**WHAT IS BEING ASKED:**
Each record should be given again exactly, and any picture in it left out.
####
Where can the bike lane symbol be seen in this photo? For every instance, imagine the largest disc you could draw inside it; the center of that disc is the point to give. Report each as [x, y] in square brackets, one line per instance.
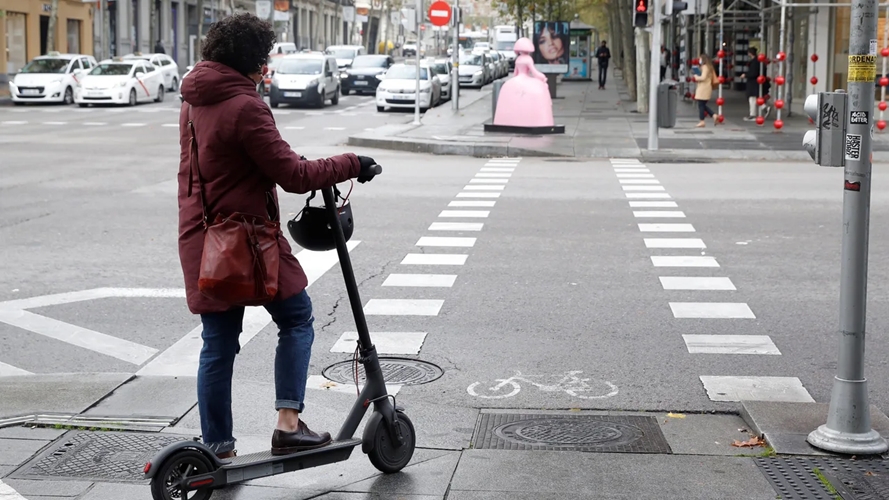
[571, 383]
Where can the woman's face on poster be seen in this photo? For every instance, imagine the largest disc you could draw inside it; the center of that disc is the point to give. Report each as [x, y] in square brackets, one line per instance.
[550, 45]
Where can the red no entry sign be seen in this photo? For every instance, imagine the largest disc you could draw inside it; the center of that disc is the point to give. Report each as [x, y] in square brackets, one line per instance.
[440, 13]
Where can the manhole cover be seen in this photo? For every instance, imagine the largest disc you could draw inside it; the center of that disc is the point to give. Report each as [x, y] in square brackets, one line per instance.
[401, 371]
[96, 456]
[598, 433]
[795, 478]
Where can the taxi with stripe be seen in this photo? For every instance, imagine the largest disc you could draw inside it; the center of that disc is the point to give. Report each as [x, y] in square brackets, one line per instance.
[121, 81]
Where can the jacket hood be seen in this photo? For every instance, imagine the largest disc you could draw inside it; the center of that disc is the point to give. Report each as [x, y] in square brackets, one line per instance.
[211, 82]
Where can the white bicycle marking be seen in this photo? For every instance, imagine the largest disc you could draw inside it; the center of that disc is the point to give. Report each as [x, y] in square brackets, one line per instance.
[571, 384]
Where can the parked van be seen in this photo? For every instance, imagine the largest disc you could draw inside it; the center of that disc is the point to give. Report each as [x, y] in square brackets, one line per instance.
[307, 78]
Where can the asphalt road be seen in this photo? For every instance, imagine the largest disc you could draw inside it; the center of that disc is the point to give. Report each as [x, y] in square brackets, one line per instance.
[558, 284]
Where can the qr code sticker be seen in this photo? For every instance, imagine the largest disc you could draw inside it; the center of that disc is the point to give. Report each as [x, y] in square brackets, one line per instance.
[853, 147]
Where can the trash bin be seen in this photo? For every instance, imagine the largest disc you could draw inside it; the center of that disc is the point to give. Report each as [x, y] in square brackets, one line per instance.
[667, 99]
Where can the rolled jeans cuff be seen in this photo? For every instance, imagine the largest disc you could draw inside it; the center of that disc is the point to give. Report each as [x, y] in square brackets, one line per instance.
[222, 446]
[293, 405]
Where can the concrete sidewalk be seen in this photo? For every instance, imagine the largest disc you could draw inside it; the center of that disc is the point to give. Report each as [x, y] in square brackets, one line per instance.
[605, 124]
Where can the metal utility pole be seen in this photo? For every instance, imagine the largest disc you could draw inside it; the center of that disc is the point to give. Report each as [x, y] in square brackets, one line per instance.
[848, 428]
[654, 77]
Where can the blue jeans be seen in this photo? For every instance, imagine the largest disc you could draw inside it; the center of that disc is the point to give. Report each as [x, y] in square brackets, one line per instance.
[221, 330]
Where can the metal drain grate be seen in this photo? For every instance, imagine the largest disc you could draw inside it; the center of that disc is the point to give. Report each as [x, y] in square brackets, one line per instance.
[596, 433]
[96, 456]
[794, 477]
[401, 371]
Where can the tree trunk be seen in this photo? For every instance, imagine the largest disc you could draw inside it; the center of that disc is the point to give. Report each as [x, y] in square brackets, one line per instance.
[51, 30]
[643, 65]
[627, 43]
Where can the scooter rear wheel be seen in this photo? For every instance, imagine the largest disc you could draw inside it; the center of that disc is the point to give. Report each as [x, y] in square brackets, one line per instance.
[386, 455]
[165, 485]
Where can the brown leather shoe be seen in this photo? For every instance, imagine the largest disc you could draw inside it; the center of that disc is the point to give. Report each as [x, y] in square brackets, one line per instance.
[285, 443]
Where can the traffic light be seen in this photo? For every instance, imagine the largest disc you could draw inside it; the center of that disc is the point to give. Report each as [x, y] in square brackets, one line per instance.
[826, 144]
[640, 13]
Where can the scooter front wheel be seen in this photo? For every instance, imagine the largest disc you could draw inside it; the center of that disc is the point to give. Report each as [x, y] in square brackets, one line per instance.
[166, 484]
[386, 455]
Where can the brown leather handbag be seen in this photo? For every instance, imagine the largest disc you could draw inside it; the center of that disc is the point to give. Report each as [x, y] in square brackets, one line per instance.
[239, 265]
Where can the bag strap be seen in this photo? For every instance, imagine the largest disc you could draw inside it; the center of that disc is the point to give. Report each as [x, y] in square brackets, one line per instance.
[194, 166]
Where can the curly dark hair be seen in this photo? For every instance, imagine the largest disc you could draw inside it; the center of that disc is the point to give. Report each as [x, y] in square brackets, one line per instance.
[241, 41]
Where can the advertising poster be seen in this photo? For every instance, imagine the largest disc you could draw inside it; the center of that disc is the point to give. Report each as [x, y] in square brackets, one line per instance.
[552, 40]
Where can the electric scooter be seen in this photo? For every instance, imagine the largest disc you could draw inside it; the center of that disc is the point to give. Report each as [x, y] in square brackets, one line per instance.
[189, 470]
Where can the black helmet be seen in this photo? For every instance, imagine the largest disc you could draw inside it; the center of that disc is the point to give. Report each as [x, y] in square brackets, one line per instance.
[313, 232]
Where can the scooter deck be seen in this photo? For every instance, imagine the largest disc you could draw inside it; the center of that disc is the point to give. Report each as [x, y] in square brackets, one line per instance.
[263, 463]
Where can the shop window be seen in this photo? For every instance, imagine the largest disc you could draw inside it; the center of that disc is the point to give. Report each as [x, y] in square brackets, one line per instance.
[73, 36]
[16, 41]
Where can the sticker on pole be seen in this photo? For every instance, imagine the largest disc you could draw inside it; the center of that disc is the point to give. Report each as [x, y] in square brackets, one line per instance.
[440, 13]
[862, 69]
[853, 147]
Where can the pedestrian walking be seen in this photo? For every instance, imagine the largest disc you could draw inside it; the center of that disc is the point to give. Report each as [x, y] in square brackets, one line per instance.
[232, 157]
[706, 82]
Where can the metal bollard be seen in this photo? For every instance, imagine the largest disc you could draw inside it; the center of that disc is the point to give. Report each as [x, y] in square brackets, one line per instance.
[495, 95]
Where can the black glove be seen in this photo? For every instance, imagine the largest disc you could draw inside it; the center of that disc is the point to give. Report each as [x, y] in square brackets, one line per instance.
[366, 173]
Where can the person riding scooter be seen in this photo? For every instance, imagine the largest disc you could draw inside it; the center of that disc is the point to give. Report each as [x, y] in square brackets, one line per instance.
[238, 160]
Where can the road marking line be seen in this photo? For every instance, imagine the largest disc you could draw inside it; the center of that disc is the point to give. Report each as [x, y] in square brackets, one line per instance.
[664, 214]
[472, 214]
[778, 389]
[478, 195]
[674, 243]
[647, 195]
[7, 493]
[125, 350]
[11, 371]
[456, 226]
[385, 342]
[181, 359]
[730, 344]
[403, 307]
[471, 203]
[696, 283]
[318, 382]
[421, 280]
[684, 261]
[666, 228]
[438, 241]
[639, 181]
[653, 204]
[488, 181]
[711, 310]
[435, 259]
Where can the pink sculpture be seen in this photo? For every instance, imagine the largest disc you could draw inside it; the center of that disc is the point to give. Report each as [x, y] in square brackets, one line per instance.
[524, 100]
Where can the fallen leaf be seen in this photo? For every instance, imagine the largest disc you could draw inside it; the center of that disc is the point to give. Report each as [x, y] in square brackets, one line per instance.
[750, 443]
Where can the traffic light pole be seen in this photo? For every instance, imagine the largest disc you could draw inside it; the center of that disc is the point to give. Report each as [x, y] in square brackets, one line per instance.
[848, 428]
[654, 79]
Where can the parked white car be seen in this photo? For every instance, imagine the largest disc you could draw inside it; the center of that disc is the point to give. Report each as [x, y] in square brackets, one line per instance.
####
**TASK RESULT:**
Where can the bike lane symbol be seen in this photo? For every instance, imagine the largest disc you could draw inside it; the center of that disc is the point to give. Report each as [x, y] in square brackets, one line per instance.
[571, 383]
Where can the woman's face on poster be seen in this photo? For every instance, imagine the largest disc you could draw inside it; the center of that disc is the point to give. Report each as [x, y] in square brackets, one line per instance.
[550, 45]
Where can the red no entry sign be seen in this photo? For every instance, imagine the largest disc you could draw inside it; the center of that disc is the point to give. Report each as [x, y] in square brackets, one line per instance.
[440, 13]
Where can the manhole cover be seen in this photo? For every instance, imagine the largest disc you could draw inside it; the center of that disc is the point to give. Report each as [x, y] in square brackets, one line per instance.
[401, 371]
[96, 456]
[598, 433]
[795, 478]
Where can the taxi with stripe be seen in this photo? For every instance, imagine the largest disc you could draw inside it; the center of that disc is the point to give. Report each as [x, y] in square brackets, one line per instance.
[121, 81]
Where can the jacket hood be seen in this photo? For every instance, imagine the largest disc you could draw inside it; the center of that disc is the point to give. Report each as [x, y] in square brackets, one line per instance.
[211, 82]
Where can the white bicycle marking be seen in this photo? For every instance, imagine the largest disc you could draw inside it; the center of that disc is the point to give. Report each as [x, y] in square brackets, one line per instance.
[571, 384]
Where can the parked van be seen in this photo? For every instance, imagine the largest disc you could draw inside it; the center of that disc is the point to give. Report each as [x, y] in square brackets, one line per instance.
[307, 78]
Where can the asphalt road be seen in this photo? For every instance, imagine the largest disc you could draw inside it; the center of that disc is the point to give. Report each as [x, y] in square brackets, one line per instance.
[558, 284]
Where can the qr code sticker be seen in this photo? For every instance, imagine the largest disc you could draw inside it; the center of that disc is the point to give. Report each as [x, y] in square brackets, one line per instance.
[853, 147]
Where can the trash bin be seen in this photo? For every instance, imagine the largest disc you could draw inside it; the center of that disc is the point to give. Report each as [x, y] in square brackets, one line per instance.
[667, 99]
Where can the rolled jeans cuff be seen in this photo? For every instance, imagine the largest disc you could draw inside it; the center of that disc is the point to give. Report each as [x, y] in square brackets, one line per instance.
[222, 446]
[293, 405]
Where can the concrete sidewalk be seen in this photo? For every instance, imagine the largest disc you could draw inside it; the center of that disc is the point to give. Report each as [x, y] in square brackets, one line per instance.
[605, 124]
Where can the metal utility pole be seen in this photo? For every instance, imagine the largest disc you could draw inside it; the center of that disc is the point to give. Report each as [x, y] in square brackets, one line per instance.
[848, 428]
[654, 77]
Where can the blue jeans be seen in this photo? For every instance, imagine the largest disc you could draw inside it; the center of that disc is the point to give. Report each as [x, y] in square brackets, one line per instance.
[221, 330]
Where can the metal drain grate be seen in this photo? For every instance, imagine the largest disc you could draw inside it; the center of that disc is the point to give. Report each as [x, y] in square brackets, one line per instance.
[596, 433]
[96, 456]
[794, 477]
[401, 371]
Where can the tree trunk be seen in this photo? For every instance, imagine the largest disc you could draw inside it; the center of that disc is the point to give. Report each as [x, y] in square brackets, one line per instance.
[51, 30]
[643, 65]
[627, 43]
Where can the scooter rear wheel be seen in this photo? For every instance, imagine the largest disc you could draw inside it; the center of that disc is the point to give. Report each as [x, y] in square brackets, one line per instance.
[386, 455]
[165, 485]
Where can the brown leather shoe be seen in this photo? For every instance, imagine the largest disc you could draw inside it; the center of that disc is the point to give. Report each as [x, y] in square brackets, one line per instance.
[285, 443]
Where can the traffic light be seen in this photo? For every instance, imagine the largest disc you could draw inside it; the center of that disc is the point to give. Report each as [x, y] in square brackets, one line per instance.
[826, 144]
[640, 13]
Where can the scooter front wheel be seen in this photo? For every instance, imagine the largest disc you could draw inside it; the center of that disc is the point to give. Report each as [x, y] in square brackets, one line per instance.
[166, 484]
[386, 455]
Where can the brown leather handbag be seen in this photo? For every instance, imagine the largest disc you could draw inside it; the center of that disc is the point to give. Report each as [x, y] in square brackets, one line per instance.
[239, 265]
Where can the bag strap be seen in this photo? For every instance, imagine the largest disc you could draw inside it; the center of that disc is the point to give. Report each as [x, y] in square brackets, one line per instance.
[194, 166]
Where can the curly dark hair be seen in this photo? For every instance, imagine the largest disc you could draw inside it; the center of that disc is the point to give. Report each as [x, y] in square brackets, one line per instance.
[241, 41]
Where can the advertising poster be seen in this photo? For every instance, imagine the largest disc you could draw inside it; the center of that disc is the point to give. Report each as [x, y] in square brackets, one line per instance.
[552, 40]
Where can the electric scooter be seen in this photo? For every instance, imagine the largest disc you could draw inside it; the center of that disc is the point to give. Report each as [x, y] in square brackets, one line per instance.
[189, 470]
Where can the black helmet be seen in this photo? For every instance, imagine the largest disc you could draw inside it; the center of that disc is the point to give. Report each as [x, y] in square brackets, one line per instance.
[313, 232]
Where can the scooter deck be seen in this photo? For every instance, imagine the largest disc you could draw inside it; the center of that disc is the point to give. Report each as [x, y] in square brackets, one line per instance.
[263, 463]
Where can the shop window be seen in this photo? For every instance, imagine the largest disc you could draw inside it; the center of that disc is the point to give. Report each as [x, y] in square brackets, one line per instance.
[73, 36]
[16, 41]
Where can the sticker on pole be seen in this photo? For every instance, imagine the largest disc you could draw inside it; the center of that disc is the point to give. Report each as [x, y] in square brackets, one line per instance.
[440, 13]
[862, 69]
[853, 147]
Where can the pedestrian walking be seen in this photo? For every instance, imagine the largest disc you could draw inside it; the center of that disc is the point to give. Report each as [x, y] in square brackets, one line per instance.
[232, 157]
[706, 82]
Where can the metal bollard be seen in this photo? For every instance, imagine the largest disc you could draw inside it; the center of that disc is the point to give. Report each as [x, y] in square brackets, one line per instance.
[495, 95]
Where can the black glove be seen in this photo? For every instance, imagine the largest disc you could draw inside it; the center of that disc is the point to give. Report each as [x, y] in square brackets, one line per instance.
[366, 173]
Where can the person riding scooter be seen in this photo? For every instance, imagine the largest disc you could draw inside it; the center of that disc is the point to give. Report each as [x, y] in square brackets, one line per instance.
[238, 160]
Where can the road marking line be seen in this photo? For every instance, imagine the largest disc you could draw inside it; the center of that disc is the point to give. Report each as [x, y] in square brackets, one line per instance.
[664, 214]
[472, 214]
[778, 389]
[478, 195]
[674, 243]
[647, 195]
[7, 493]
[125, 350]
[11, 371]
[456, 226]
[385, 342]
[181, 359]
[730, 344]
[403, 307]
[471, 203]
[696, 283]
[318, 382]
[421, 280]
[684, 261]
[666, 228]
[438, 241]
[639, 181]
[653, 204]
[488, 181]
[711, 310]
[435, 259]
Where can the pink sculpture be seen in this photo? For every instance, imagine the largest disc you could draw inside it; the center of that disc is the point to give. Report each as [x, y] in square brackets, one line per instance.
[524, 100]
Where can the fallen leaf be seen in this photo? For every instance, imagine the largest disc you could draw inside it; the center of that disc is the point to give. Report each as [x, y] in square brackets, one line per instance.
[750, 443]
Where can the traffic light pole be seen in this photo? For every instance, imagine the largest disc you could draw inside it; the center of that disc is the point to give. Report each as [x, y] in square brackets, one line per instance.
[848, 428]
[654, 79]
Where can the parked white car be seen in this photo? For every instance, imagine the largest disc you could draw inside it; the center of that disc is the point to give. Report each as [x, y] in square brackets, one line per instance.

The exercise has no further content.